• EXTRAIT DU TEXTE:
^^^^^^^^

Mais MM Bohemer et Bassenge restaient impayés. Sur les conseils du Cardinal, ils s’adressèrent à Marie-Antoinette qui, outrée, réclama qu’on se saisisse du prélat. Celui-ci fut arrêté le 15 août 1785, en rochet et camail, à la sortie de la messe du Roi5. Le scandale fut immense et atteignit la famille royale. Madame de Lamotte fut arrêtée à Clairvaux ; Cagliostro fut enfermé à la Bastille6. On pensa d’abord le Cardinal coupable, mais en septembre, il apparut comme certain qu’il n’était que victime de la duperie de Madame de Lamotte. Finalement, M de Villette ayant tout avoué, les protestations d’innocence de l’aventurière ayant été défaites, Louis-René de Rohan fut innocenté en 1786. La colère du Roi l’exila cependant à l’abbaye de La Chaise-Dieu, puis à celle de Marmoutiers.

Qu’est devenu le Collier de la Reine ?

^^^^^^^^

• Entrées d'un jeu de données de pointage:
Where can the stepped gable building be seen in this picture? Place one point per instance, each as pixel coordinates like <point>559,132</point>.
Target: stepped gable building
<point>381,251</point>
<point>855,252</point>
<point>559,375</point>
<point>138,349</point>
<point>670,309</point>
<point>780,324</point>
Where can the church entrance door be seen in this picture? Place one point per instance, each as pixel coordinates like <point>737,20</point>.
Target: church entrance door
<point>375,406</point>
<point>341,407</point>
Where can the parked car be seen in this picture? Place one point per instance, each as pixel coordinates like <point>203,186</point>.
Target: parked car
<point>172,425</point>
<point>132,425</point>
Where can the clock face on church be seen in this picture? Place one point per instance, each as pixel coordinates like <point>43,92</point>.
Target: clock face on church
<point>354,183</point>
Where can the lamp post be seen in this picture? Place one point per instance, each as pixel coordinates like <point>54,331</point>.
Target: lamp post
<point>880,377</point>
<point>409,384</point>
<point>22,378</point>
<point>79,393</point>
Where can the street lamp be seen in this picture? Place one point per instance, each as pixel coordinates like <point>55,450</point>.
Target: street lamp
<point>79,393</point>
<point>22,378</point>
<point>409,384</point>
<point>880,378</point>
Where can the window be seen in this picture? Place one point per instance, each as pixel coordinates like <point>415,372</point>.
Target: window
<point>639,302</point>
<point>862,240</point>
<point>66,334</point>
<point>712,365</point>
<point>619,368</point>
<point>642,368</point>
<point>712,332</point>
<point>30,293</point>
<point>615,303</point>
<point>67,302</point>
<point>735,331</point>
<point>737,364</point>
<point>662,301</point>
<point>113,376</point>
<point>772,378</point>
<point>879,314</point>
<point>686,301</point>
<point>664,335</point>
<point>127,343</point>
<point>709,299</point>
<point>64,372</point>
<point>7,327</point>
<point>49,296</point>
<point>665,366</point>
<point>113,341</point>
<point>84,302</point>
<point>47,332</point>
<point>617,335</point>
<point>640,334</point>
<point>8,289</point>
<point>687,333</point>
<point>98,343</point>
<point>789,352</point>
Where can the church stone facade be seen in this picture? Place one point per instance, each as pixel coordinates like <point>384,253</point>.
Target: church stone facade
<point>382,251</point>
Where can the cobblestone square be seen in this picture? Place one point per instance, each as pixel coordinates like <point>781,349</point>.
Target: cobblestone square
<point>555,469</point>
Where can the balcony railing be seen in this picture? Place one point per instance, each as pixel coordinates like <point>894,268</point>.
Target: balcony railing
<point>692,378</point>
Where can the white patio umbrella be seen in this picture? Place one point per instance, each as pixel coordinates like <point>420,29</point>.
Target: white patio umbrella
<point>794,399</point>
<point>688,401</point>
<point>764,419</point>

^^^^^^^^

• TÂCHE ÉCRITE: Relevez tous les lieux nommés dans l'extrait où une personne est arrêtée, enfermée ou exilée. Ces entrées proviennent d'une autre source que l'extrait.

• SOLUTION PROPOSÉE:
- Clairvaux
- la Bastille
- l'abbaye de La Chaise-Dieu
- l'abbaye de Marmoutiers